*** Opening Records for the exercise ***
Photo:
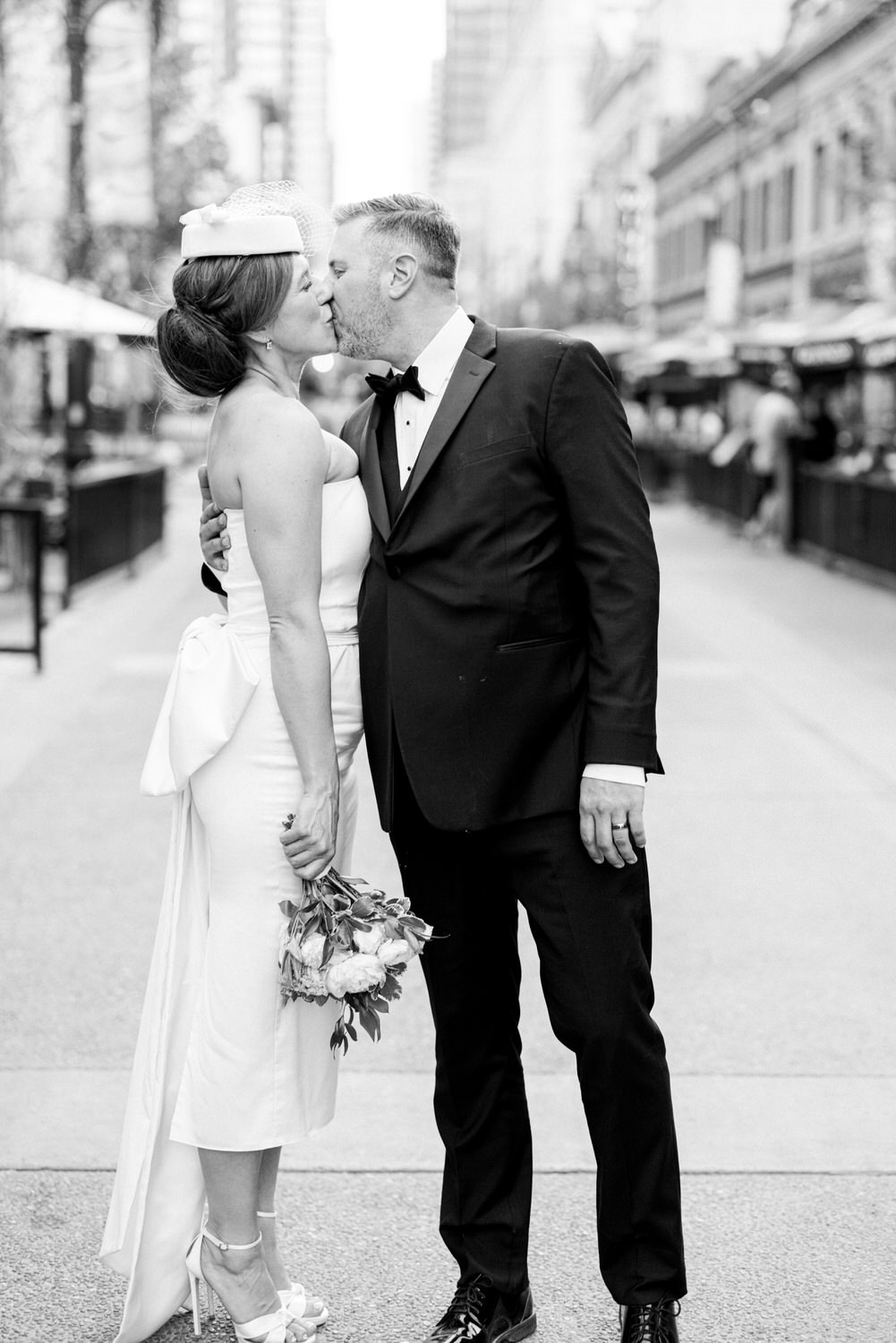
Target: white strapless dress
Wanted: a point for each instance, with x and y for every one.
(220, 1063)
*** Closing Records for the exercise ***
*** Opening Records for the exercise ***
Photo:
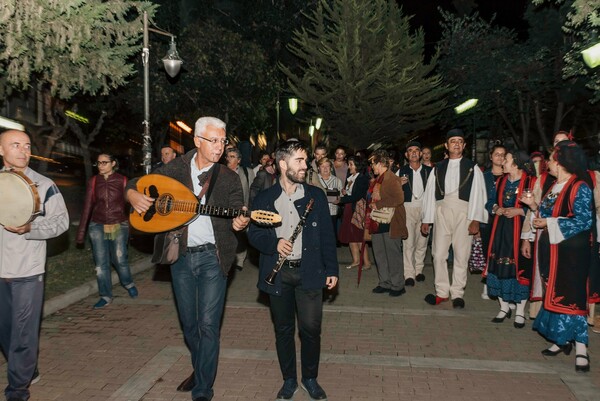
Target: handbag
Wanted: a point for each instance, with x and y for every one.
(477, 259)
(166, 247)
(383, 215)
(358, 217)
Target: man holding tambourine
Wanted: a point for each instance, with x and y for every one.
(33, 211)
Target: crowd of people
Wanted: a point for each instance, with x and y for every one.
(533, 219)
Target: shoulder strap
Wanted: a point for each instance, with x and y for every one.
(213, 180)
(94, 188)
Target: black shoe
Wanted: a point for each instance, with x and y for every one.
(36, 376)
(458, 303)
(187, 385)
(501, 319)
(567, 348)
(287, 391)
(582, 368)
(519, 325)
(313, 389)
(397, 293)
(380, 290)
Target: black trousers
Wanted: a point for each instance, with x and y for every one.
*** Closing Records for the exercise ***
*** Opening Records for the exercise ***
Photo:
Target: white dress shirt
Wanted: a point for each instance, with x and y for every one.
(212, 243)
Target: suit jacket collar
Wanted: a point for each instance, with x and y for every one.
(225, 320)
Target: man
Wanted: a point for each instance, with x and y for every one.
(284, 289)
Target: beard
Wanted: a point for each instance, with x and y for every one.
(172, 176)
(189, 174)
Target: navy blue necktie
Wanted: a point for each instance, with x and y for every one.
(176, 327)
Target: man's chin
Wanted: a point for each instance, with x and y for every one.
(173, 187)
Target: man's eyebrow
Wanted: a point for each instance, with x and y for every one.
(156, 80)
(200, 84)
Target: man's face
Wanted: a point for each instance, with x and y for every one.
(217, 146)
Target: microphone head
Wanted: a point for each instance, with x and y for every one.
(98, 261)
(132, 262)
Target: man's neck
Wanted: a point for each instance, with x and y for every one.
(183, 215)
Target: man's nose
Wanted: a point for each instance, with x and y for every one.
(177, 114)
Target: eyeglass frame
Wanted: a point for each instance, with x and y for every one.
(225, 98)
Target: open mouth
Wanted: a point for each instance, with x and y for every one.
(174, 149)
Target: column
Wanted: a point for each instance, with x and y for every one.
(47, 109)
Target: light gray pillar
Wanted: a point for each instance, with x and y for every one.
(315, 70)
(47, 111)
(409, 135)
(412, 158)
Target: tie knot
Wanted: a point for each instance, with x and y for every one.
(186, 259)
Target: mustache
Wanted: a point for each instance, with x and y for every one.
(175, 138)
*** Closing Records for the exercise ***
* What is being asked: Go through the listing above and find each line containing the string "white"; copy those lines.

* Expected answer:
Target: white strapless dress
Target: white dress shirt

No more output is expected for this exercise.